== The input ==
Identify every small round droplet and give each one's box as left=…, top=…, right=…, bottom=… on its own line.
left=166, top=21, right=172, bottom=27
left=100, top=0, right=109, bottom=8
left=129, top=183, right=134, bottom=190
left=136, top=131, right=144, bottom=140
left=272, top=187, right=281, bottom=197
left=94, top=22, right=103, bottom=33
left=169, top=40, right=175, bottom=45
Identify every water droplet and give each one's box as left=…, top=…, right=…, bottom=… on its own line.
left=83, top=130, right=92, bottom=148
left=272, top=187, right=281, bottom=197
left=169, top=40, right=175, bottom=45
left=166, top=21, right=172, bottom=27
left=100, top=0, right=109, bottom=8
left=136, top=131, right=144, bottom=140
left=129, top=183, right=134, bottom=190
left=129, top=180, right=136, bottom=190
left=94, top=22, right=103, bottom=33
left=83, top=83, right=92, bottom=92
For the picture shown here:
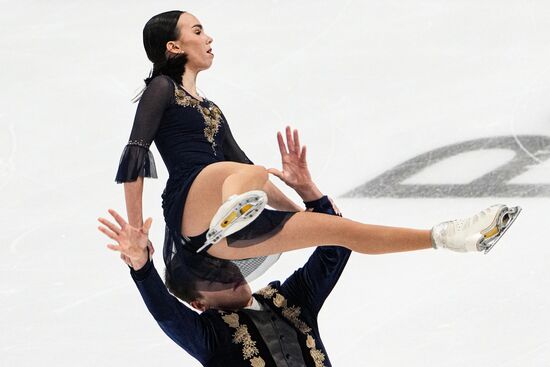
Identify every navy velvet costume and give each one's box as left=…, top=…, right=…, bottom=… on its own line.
left=116, top=75, right=295, bottom=281
left=131, top=196, right=351, bottom=367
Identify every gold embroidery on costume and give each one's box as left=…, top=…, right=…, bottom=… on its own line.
left=309, top=348, right=325, bottom=366
left=222, top=313, right=239, bottom=328
left=273, top=293, right=286, bottom=308
left=174, top=85, right=222, bottom=155
left=250, top=357, right=265, bottom=367
left=256, top=285, right=277, bottom=299
left=218, top=311, right=265, bottom=367
left=256, top=285, right=326, bottom=367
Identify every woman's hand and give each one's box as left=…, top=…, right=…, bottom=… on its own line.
left=267, top=126, right=313, bottom=191
left=98, top=209, right=153, bottom=270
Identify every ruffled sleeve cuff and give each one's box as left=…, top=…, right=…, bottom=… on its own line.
left=115, top=144, right=157, bottom=183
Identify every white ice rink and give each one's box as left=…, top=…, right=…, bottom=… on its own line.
left=0, top=0, right=550, bottom=367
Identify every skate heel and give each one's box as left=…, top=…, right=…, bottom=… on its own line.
left=477, top=206, right=521, bottom=254
left=197, top=190, right=267, bottom=252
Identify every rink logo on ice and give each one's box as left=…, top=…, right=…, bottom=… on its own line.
left=343, top=135, right=550, bottom=198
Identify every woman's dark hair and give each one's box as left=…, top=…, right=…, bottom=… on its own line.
left=133, top=10, right=187, bottom=102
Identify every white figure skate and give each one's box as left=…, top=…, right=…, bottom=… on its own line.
left=432, top=204, right=521, bottom=253
left=197, top=190, right=267, bottom=252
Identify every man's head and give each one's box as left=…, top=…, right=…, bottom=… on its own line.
left=165, top=271, right=252, bottom=311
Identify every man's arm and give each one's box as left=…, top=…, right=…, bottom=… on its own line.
left=99, top=210, right=213, bottom=362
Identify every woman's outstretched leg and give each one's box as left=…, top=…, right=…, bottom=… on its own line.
left=182, top=161, right=268, bottom=236
left=208, top=204, right=521, bottom=260
left=208, top=212, right=432, bottom=260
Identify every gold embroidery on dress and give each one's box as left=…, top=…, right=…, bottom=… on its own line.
left=256, top=285, right=277, bottom=299
left=218, top=311, right=265, bottom=367
left=256, top=285, right=326, bottom=367
left=174, top=85, right=222, bottom=155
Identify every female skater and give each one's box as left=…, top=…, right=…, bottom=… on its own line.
left=116, top=11, right=519, bottom=288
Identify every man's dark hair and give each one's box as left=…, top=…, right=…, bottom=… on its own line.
left=164, top=266, right=204, bottom=303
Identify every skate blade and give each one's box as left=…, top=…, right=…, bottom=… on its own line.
left=196, top=196, right=266, bottom=253
left=479, top=206, right=521, bottom=254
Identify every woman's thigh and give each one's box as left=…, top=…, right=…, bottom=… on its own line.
left=181, top=161, right=265, bottom=236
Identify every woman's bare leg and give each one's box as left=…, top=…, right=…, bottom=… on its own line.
left=181, top=161, right=268, bottom=236
left=208, top=212, right=432, bottom=260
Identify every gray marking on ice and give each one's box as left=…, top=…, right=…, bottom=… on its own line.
left=342, top=135, right=550, bottom=198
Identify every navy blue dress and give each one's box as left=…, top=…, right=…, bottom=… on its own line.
left=131, top=196, right=351, bottom=367
left=116, top=75, right=295, bottom=283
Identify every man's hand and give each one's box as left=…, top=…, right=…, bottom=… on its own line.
left=98, top=209, right=153, bottom=270
left=267, top=126, right=320, bottom=200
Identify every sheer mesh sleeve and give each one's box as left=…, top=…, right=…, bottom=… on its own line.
left=223, top=120, right=254, bottom=164
left=115, top=76, right=174, bottom=183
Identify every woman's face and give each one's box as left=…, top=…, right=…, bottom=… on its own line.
left=166, top=13, right=214, bottom=72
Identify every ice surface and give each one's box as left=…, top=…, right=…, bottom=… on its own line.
left=0, top=0, right=550, bottom=367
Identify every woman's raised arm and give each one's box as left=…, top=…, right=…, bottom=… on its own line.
left=115, top=76, right=174, bottom=228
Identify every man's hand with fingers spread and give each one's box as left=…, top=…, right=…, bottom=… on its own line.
left=98, top=209, right=153, bottom=270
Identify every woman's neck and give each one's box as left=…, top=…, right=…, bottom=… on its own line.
left=181, top=70, right=199, bottom=96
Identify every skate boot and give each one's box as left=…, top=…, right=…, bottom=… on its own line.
left=197, top=190, right=267, bottom=252
left=432, top=205, right=521, bottom=253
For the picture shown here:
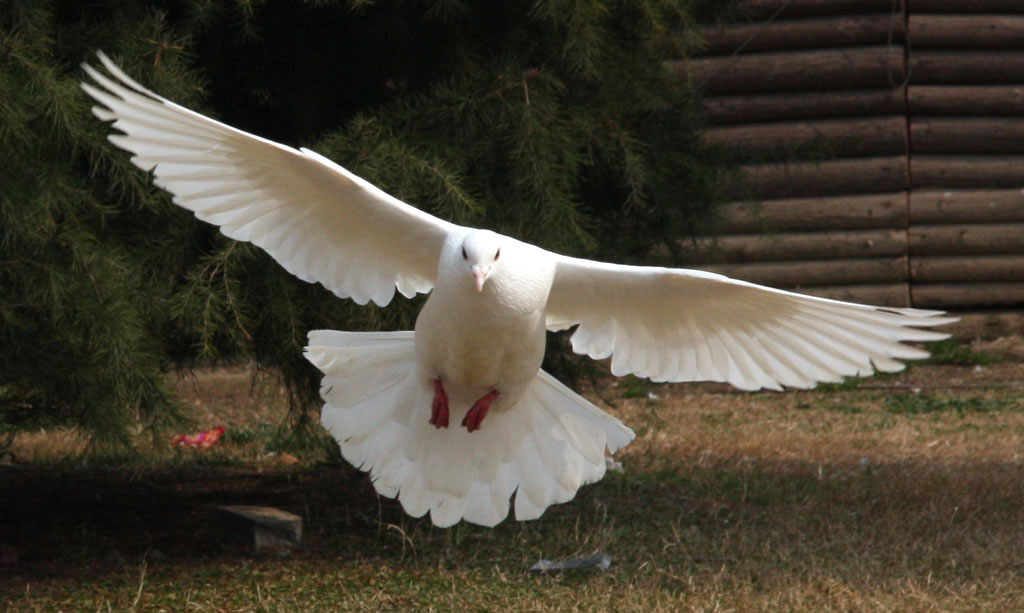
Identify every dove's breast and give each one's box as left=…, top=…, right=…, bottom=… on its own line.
left=416, top=243, right=553, bottom=408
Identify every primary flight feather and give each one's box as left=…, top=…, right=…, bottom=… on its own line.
left=82, top=53, right=954, bottom=526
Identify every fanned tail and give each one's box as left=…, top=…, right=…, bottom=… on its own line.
left=305, top=331, right=634, bottom=527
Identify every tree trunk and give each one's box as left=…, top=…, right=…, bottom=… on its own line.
left=909, top=51, right=1024, bottom=85
left=910, top=255, right=1024, bottom=283
left=907, top=223, right=1024, bottom=256
left=913, top=85, right=1024, bottom=116
left=666, top=45, right=906, bottom=94
left=699, top=13, right=904, bottom=55
left=703, top=88, right=905, bottom=124
left=910, top=283, right=1024, bottom=308
left=701, top=257, right=908, bottom=288
left=680, top=229, right=907, bottom=260
left=725, top=156, right=909, bottom=201
left=910, top=117, right=1024, bottom=154
left=910, top=156, right=1024, bottom=187
left=907, top=14, right=1024, bottom=49
left=906, top=0, right=1024, bottom=13
left=800, top=283, right=910, bottom=307
left=715, top=191, right=907, bottom=234
left=910, top=189, right=1024, bottom=225
left=739, top=0, right=893, bottom=19
left=702, top=116, right=907, bottom=158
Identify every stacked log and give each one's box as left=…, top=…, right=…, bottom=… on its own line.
left=688, top=0, right=910, bottom=306
left=907, top=13, right=1024, bottom=308
left=679, top=0, right=1024, bottom=308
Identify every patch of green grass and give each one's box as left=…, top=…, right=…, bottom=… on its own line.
left=885, top=394, right=1024, bottom=415
left=925, top=339, right=1002, bottom=366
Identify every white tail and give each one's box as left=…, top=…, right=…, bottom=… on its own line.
left=305, top=330, right=634, bottom=527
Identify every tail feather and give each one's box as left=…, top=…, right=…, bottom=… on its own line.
left=306, top=331, right=634, bottom=527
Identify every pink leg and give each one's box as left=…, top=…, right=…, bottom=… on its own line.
left=430, top=378, right=447, bottom=428
left=462, top=390, right=499, bottom=432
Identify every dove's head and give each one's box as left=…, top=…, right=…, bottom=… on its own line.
left=461, top=230, right=502, bottom=292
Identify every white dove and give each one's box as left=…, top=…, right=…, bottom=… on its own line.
left=82, top=53, right=955, bottom=526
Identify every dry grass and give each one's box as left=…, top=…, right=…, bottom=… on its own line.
left=0, top=343, right=1024, bottom=612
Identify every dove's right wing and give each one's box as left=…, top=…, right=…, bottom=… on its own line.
left=82, top=53, right=459, bottom=306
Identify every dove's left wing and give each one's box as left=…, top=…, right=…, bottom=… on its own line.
left=547, top=254, right=956, bottom=390
left=82, top=53, right=459, bottom=305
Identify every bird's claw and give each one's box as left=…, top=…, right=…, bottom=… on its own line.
left=462, top=390, right=498, bottom=432
left=430, top=378, right=449, bottom=428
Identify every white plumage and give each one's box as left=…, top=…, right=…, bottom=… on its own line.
left=82, top=53, right=955, bottom=526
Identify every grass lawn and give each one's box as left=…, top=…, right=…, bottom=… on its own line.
left=0, top=342, right=1024, bottom=612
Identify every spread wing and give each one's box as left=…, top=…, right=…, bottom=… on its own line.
left=547, top=256, right=956, bottom=390
left=82, top=53, right=459, bottom=306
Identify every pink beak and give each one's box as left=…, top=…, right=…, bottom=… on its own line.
left=470, top=264, right=490, bottom=292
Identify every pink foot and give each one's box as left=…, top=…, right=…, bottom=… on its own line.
left=462, top=390, right=498, bottom=432
left=430, top=378, right=450, bottom=428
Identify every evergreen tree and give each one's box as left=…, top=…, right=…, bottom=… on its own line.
left=0, top=0, right=733, bottom=438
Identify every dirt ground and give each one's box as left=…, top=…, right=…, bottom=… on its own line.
left=0, top=325, right=1024, bottom=595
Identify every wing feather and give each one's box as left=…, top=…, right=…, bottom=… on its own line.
left=547, top=254, right=956, bottom=390
left=82, top=53, right=459, bottom=306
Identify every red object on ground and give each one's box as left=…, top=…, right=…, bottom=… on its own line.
left=171, top=426, right=224, bottom=449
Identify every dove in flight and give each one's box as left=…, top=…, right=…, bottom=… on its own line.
left=82, top=53, right=955, bottom=526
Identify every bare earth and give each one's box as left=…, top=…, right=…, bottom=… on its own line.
left=0, top=336, right=1024, bottom=611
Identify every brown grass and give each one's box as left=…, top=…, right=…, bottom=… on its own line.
left=0, top=343, right=1024, bottom=612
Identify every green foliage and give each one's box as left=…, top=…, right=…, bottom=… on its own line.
left=0, top=0, right=733, bottom=440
===
> _What is needed_
Please rescale the listing between the lines holding "Identify every evergreen" and "left=0, top=325, right=1024, bottom=595", inclusive. Rewrite only those lines, requests included, with each box coordinate multiplied by 1.35 and rounded to a whole number, halves up.

> _Correct result_
Identify every evergreen tree and give each one's box as left=…, top=…, right=…, bottom=… on its own line.
left=0, top=0, right=990, bottom=591
Identify every dirt ground and give each one's box as left=…, top=…, right=…, bottom=… on its own line.
left=0, top=439, right=1382, bottom=803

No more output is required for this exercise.